GPU Computing on OpenCL

Hi, today I have something charming for all readers. The subject is GPU Computing on OpenCL for all readers.

Abstract: Have you ever wanted to sum 10 million random numbers in an array in C? Do you know that GPU can be faster, about 20k times more rapid than CPU? This post is about GPU Computing, and all examples were written in C language with OpenCL 1.2+. A primary C language is necessary to understand this post’s content. From the technical standpoint, the goal of each example was to compute on both CPU and GPU, compare two results and discuss all aspects. So you may expect many of the following examples in all mentioned flavors. All code examples are available at https://github.com/sowson/gpucomp, and after those simple examples that should make the readers feel comfortable with OpenCL, there will be another critical project of the author that is at https://github.com/sowson/darknet that is the fork of the https://github.com/pjreddie/darknet that is the very successful implementation of the Conventional Neural Network (CNN) and with very famous Yolo1, Yolo2 and Yolo3 models including Yolo3-SPP. It is unique because it has more than 15.4k stars and 9.4k forks on GitHub. That last-mentioned project is written in CUDA, not in OpenCL, it is faster than the OpenCL implementation made by me, but the OpenCL version can run not only on NVidia but also on Intel, AMD, and ARM-based platforms. Some examples of the computation and training will be presented on CIFAR-10 as an industry-standard model for validating CNN engines. This post also covers some aspects of Image Classification on images and/or video files. Gartner’s publication for business makes it very clear that Image Classification on pictures and/or video streams is now one of the hottest research disciplines of artificial intelligence on the planet.

» **LISTING**
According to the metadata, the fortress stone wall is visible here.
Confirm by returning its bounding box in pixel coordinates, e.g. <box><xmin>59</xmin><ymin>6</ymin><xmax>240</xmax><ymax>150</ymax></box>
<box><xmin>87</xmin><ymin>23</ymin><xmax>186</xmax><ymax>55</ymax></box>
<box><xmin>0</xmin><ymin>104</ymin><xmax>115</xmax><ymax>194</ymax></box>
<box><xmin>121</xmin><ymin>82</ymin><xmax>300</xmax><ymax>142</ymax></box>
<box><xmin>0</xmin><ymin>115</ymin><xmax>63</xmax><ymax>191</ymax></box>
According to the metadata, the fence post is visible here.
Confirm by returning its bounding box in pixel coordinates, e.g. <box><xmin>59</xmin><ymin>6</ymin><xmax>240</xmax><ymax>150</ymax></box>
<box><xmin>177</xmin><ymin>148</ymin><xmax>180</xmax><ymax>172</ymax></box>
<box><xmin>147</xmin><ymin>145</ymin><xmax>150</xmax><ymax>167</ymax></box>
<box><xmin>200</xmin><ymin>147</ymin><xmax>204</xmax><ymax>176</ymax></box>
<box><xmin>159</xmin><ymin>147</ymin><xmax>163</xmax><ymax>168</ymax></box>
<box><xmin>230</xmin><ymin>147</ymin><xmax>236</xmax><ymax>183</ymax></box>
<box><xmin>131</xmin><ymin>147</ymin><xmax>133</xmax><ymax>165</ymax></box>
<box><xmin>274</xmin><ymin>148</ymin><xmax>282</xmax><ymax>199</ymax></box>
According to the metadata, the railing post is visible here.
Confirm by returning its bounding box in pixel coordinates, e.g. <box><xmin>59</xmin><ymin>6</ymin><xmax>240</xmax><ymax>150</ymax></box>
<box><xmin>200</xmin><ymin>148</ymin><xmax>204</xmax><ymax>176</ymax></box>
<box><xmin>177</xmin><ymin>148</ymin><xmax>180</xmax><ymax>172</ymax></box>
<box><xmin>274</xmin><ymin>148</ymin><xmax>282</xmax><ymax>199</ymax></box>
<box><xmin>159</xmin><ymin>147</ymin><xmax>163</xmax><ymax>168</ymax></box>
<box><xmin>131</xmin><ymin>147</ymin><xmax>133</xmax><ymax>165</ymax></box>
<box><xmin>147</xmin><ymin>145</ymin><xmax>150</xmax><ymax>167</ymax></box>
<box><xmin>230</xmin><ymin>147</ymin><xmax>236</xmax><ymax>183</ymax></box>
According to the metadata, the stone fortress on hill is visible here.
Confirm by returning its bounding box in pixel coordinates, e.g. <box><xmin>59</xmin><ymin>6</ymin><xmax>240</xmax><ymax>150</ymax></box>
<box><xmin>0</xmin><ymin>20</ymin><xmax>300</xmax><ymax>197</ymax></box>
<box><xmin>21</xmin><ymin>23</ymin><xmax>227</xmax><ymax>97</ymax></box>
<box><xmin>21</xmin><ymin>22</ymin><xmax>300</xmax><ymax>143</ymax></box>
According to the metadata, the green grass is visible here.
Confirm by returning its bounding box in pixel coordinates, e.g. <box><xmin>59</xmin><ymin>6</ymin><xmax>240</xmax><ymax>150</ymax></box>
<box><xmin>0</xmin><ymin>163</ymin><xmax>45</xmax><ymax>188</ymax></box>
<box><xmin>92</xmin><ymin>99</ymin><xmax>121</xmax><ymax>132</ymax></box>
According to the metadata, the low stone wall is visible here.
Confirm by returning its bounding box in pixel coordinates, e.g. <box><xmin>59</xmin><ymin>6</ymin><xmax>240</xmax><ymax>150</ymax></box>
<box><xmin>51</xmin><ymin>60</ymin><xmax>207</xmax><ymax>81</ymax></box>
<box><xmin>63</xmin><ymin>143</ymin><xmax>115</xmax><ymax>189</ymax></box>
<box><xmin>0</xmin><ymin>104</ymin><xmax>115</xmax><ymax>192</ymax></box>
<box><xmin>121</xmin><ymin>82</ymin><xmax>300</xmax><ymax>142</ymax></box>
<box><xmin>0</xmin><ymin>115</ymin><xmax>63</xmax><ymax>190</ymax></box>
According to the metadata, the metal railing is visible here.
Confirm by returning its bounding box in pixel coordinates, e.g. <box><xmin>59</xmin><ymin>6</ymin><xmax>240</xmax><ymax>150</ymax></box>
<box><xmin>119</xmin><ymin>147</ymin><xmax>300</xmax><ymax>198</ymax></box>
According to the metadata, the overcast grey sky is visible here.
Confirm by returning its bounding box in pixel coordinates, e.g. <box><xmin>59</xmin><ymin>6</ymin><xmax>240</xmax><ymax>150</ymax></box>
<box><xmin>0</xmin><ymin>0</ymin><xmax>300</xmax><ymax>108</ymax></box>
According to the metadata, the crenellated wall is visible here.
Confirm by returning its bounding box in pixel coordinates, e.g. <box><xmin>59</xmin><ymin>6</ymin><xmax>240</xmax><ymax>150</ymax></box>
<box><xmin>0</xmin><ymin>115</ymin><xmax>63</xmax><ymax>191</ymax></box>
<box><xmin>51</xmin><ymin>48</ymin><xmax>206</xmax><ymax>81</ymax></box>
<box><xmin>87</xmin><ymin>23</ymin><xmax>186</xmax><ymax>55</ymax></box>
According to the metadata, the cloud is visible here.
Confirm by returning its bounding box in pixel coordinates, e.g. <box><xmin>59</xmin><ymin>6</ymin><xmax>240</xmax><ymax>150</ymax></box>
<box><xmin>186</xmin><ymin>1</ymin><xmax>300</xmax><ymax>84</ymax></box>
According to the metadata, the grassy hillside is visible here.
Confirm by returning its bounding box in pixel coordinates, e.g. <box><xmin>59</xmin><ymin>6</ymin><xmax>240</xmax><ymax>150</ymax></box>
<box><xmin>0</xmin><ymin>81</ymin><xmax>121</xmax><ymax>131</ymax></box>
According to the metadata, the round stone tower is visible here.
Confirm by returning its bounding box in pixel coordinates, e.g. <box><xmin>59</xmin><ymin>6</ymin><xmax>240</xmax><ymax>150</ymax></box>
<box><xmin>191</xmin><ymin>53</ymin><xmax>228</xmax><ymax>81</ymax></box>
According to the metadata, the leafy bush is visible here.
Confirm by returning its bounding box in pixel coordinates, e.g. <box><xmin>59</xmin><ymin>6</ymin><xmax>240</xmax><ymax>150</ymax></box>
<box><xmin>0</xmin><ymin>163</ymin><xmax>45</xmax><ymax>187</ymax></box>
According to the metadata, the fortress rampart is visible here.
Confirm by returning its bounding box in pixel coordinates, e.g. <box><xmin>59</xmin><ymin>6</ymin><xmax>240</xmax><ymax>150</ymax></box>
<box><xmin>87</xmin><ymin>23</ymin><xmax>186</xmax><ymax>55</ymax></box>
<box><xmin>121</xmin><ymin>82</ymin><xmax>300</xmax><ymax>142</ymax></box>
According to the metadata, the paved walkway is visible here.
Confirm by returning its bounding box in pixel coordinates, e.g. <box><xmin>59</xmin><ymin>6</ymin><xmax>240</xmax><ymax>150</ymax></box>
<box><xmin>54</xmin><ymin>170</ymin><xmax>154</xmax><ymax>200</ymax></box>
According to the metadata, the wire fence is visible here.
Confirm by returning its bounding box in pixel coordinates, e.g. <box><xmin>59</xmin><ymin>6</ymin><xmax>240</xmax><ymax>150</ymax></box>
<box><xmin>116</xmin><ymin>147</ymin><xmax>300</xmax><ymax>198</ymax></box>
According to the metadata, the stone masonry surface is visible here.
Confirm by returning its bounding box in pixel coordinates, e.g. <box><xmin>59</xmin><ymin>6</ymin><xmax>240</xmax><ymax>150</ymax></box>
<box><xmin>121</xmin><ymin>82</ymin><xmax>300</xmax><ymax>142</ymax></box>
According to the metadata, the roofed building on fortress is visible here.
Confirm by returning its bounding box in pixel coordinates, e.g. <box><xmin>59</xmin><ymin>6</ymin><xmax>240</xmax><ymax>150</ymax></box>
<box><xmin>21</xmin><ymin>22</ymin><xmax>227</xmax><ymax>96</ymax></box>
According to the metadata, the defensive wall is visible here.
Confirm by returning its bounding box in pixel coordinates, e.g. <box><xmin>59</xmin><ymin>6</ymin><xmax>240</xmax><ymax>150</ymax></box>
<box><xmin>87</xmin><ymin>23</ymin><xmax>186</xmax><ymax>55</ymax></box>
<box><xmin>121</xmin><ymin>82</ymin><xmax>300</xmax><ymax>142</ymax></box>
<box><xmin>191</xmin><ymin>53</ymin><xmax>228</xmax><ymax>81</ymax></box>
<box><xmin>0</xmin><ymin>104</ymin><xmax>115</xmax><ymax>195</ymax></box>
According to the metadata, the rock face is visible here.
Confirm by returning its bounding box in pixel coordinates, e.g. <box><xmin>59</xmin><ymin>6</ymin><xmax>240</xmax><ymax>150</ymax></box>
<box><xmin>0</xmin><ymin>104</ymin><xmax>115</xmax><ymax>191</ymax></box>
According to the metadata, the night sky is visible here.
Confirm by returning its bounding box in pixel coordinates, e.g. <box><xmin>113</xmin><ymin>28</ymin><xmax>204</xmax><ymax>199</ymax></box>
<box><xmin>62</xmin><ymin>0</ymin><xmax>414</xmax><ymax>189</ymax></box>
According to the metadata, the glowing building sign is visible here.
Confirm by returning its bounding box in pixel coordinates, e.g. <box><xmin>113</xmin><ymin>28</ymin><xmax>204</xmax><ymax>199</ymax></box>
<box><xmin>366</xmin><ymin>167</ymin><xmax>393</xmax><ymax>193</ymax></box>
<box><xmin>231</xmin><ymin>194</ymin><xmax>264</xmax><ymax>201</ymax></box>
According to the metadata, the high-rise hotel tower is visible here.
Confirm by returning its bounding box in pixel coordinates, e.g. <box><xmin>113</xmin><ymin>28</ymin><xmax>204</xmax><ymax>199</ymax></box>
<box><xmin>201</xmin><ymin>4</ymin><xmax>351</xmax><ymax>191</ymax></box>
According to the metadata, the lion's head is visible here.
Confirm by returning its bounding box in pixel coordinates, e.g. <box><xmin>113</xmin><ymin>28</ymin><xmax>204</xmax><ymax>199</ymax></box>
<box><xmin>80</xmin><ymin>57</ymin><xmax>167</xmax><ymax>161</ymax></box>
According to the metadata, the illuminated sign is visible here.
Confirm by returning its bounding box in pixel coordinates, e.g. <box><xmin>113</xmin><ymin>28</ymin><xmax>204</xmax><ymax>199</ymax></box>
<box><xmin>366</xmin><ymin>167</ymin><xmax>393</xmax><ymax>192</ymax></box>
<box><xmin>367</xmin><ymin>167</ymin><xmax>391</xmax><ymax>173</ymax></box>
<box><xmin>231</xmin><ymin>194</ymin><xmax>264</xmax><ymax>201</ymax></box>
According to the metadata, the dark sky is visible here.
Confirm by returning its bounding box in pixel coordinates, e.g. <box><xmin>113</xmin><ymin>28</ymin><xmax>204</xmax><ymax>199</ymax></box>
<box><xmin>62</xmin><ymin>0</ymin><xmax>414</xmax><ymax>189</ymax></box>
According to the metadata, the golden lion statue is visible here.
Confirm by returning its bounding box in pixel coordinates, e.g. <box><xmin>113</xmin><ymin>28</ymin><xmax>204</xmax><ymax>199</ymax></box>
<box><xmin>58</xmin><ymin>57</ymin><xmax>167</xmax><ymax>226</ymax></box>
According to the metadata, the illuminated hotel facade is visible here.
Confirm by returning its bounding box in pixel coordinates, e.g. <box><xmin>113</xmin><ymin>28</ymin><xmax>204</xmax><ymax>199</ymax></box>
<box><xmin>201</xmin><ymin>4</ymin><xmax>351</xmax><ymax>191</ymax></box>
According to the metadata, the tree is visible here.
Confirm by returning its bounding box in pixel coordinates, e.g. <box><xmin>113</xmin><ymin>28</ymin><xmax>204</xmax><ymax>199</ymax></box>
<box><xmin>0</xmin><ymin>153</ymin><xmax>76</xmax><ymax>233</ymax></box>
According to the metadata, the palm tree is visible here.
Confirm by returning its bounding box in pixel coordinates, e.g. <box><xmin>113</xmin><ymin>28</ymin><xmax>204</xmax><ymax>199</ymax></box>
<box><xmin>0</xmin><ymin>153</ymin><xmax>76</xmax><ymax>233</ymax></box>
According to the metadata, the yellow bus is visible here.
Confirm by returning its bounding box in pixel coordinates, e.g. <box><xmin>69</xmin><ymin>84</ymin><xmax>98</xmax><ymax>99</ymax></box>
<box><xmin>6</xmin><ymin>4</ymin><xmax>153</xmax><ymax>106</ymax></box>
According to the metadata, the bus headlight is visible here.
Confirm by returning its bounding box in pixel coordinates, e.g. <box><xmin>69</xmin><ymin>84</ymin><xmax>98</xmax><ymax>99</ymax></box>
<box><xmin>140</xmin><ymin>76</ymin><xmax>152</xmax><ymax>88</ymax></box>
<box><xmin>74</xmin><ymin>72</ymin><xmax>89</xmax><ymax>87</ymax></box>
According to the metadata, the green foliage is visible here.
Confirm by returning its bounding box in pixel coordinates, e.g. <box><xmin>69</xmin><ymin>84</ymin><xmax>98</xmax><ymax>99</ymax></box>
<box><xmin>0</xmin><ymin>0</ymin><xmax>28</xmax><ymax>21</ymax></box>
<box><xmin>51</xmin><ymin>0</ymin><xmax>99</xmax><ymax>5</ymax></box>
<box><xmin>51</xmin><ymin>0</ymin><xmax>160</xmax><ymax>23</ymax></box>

» **PROBLEMS AND TASKS**
1 - Answer from the GPU computing post:
(a) Which version of OpenCL were the examples written with?
(b) Besides NVidia, which platforms can the OpenCL version of the neural network project run on?
(c) Which dataset is used for the computation and training examples?
2 - Please pick up the GPU computing post right after its final sentence and continue it.
The items have no connection to the GPU computing post.

» **ANSWERS PROVIDED**
1 -
(a) OpenCL 1.2+
(b) Intel, AMD, and ARM-based platforms
(c) CIFAR-10

2 -
Introduction: Have you ever wanted to accelerate any of your CPU-computed programs written in C by, for example, 20k times? Do you know that Darknet, the Convolutional Neural Network (CNN) Engine written in C and leverages CUDA technology that uses GPU on GitHub, has more than 15.4k stars and more than 9.4 forks? Do you know that GPU or FPGA accelerators are ready to make this happen with the OpenCL library? Are you looking for an excellent study to become an Artificial Intelligence Specialist who improves the detection algorithms from minutes to nanoseconds? If any of those questions answer yes, this post is definitely for you! Many industries’ modern research and development units need the fastest computation for decision-making and improvement by the business’s artificial intelligence. For example, the Gartner researchers are providing predictions, and summaries for the business of many kinds, saying that Deep Learning on CNN is the hottest subject for researchers around the globe. All computations can be done on GPUs instead of CPUs. Many robotic, anonymous agents based solutions need GPU computing to accelerate daily analysis. Airlines, Cars Manufacturers, the Entertainment Industry, and even Marketing units of many companies are looking for AI engineers who can write efficient algorithms to improve decisions making every day. If you want to become one of them or hire one, this post is also for you! What I expect from you is basic knowledge of C language, thanks to an excellent IDE for C programmers from JetBrains® named the CLion that can be run on Apple® macOS, GNU/Linux, and Microsoft® Windows operating systems. You will be able to easily follow the examples presented in this post. All models will be tested on the following computers.
First will be a PC workstation with GNU/Linux Ubuntu 18.04 accelerated by Intel® i7-5960X CPU and 2 NVIDIA® Titan RTX GPU cards. The second will be Apple® MacBook Pro 2018 13″ with Intel® i7-8559U CPU with Intel® Iris Plus Graphics 655 GPU and with Sonnet Breakaway Puck AMD® Radeon 570 eGPU. The third environment will be Asus® Tinker Board S small form-factor single-board computer with Mali-T760 GPU. All that supports at least OpenCL 1.2. Why do I believe OpenCL 1.2 and C language are a perfect combination? First, all presented devices and test environments support those standards and programming languages. There are seams to be old but also very powerful and can run the fastest code that can be even faster on GPU than on CPU, and that post is all about that. Provided CPUs, GPUs, and computers are generally available in the mainstream segment of the customers market, nothing is notable for only big data centers or supercomputing laboratories. And the author believes this is an important aspect as well, to provide the power of computing, algorithms, deep learning, and Convolutional Neural Networks CNN for research with a limited budget. That is also important for the audience of the readers.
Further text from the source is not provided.